(Records from a dataset):

++++

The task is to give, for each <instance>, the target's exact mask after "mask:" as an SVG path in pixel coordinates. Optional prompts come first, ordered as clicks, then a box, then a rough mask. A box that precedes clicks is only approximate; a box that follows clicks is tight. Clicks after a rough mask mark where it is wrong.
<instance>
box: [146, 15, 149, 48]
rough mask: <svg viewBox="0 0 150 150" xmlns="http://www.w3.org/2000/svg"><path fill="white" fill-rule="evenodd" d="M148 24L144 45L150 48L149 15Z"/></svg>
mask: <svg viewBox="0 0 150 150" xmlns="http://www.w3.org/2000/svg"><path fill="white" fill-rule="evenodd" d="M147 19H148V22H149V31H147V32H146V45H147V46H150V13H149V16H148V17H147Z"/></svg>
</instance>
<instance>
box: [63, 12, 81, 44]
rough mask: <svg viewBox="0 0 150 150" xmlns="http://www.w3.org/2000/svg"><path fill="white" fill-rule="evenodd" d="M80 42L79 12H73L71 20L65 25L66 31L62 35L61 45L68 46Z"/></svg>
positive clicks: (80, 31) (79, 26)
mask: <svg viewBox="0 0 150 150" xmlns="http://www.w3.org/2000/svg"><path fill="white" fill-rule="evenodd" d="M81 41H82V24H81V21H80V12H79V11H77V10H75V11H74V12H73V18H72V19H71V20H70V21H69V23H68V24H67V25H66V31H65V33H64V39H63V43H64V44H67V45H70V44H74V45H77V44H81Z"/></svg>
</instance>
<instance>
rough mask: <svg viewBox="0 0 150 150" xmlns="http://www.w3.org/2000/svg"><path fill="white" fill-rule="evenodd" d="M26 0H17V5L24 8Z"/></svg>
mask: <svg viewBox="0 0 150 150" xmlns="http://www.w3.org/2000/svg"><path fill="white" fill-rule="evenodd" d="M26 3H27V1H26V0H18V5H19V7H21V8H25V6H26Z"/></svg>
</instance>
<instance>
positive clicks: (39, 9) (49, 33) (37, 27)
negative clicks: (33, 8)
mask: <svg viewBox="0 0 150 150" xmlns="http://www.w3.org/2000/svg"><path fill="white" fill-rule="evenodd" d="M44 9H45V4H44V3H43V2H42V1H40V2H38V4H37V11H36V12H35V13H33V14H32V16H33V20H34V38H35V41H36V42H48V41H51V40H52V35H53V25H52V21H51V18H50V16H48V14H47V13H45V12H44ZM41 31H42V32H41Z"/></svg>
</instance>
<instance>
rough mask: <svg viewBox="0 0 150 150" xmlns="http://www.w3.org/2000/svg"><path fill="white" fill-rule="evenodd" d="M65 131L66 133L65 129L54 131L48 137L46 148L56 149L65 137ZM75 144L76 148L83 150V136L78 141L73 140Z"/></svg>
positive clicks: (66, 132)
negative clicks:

++++

(Aim of the exercise): Repeat the data in full. Nothing may be dropped or altered.

(Answer space):
The task is to give, for each <instance>, the target's exact mask after "mask:" as an SVG path in pixel coordinates. Optional prompts come first, ordered as clicks, then a box, then a rough mask. A box that precedes clicks is only approximate; a box that follows clicks is tight. Clicks after a rough mask mark where it is wrong.
<instance>
box: [146, 15, 149, 48]
rough mask: <svg viewBox="0 0 150 150" xmlns="http://www.w3.org/2000/svg"><path fill="white" fill-rule="evenodd" d="M148 24L144 45L150 48L149 15Z"/></svg>
mask: <svg viewBox="0 0 150 150" xmlns="http://www.w3.org/2000/svg"><path fill="white" fill-rule="evenodd" d="M147 19H148V22H149V31H147V32H146V45H147V46H150V13H149V16H148V17H147Z"/></svg>
</instance>
<instance>
box: [63, 12, 81, 44]
rough mask: <svg viewBox="0 0 150 150" xmlns="http://www.w3.org/2000/svg"><path fill="white" fill-rule="evenodd" d="M80 42L79 12H73L71 20L65 25L66 31L62 35L61 45L68 46Z"/></svg>
positive clicks: (80, 31) (79, 26)
mask: <svg viewBox="0 0 150 150" xmlns="http://www.w3.org/2000/svg"><path fill="white" fill-rule="evenodd" d="M81 41H82V24H81V21H80V12H79V11H77V10H75V11H74V12H73V18H72V19H71V20H70V21H69V23H68V24H67V25H66V31H65V33H64V39H63V43H64V44H67V45H70V44H74V45H77V44H81Z"/></svg>
</instance>
<instance>
rough mask: <svg viewBox="0 0 150 150" xmlns="http://www.w3.org/2000/svg"><path fill="white" fill-rule="evenodd" d="M26 0H17V5L24 8Z"/></svg>
mask: <svg viewBox="0 0 150 150" xmlns="http://www.w3.org/2000/svg"><path fill="white" fill-rule="evenodd" d="M26 3H27V1H26V0H18V5H19V7H21V8H25V6H26Z"/></svg>
</instance>
<instance>
positive clicks: (39, 9) (49, 33) (37, 27)
negative clicks: (33, 8)
mask: <svg viewBox="0 0 150 150" xmlns="http://www.w3.org/2000/svg"><path fill="white" fill-rule="evenodd" d="M44 9H45V4H44V3H43V2H42V1H40V2H38V4H37V11H36V12H35V13H33V14H32V16H33V20H34V38H35V41H36V42H48V41H51V40H52V35H53V25H52V21H51V18H50V16H48V14H47V13H45V12H44ZM41 31H42V32H41Z"/></svg>
</instance>
<instance>
rough mask: <svg viewBox="0 0 150 150" xmlns="http://www.w3.org/2000/svg"><path fill="white" fill-rule="evenodd" d="M65 131L66 133L65 129L54 131L48 137L46 148L56 149L65 137ZM75 144L76 148L83 150V136L78 141L73 140Z"/></svg>
positive clicks: (66, 132)
negative clicks:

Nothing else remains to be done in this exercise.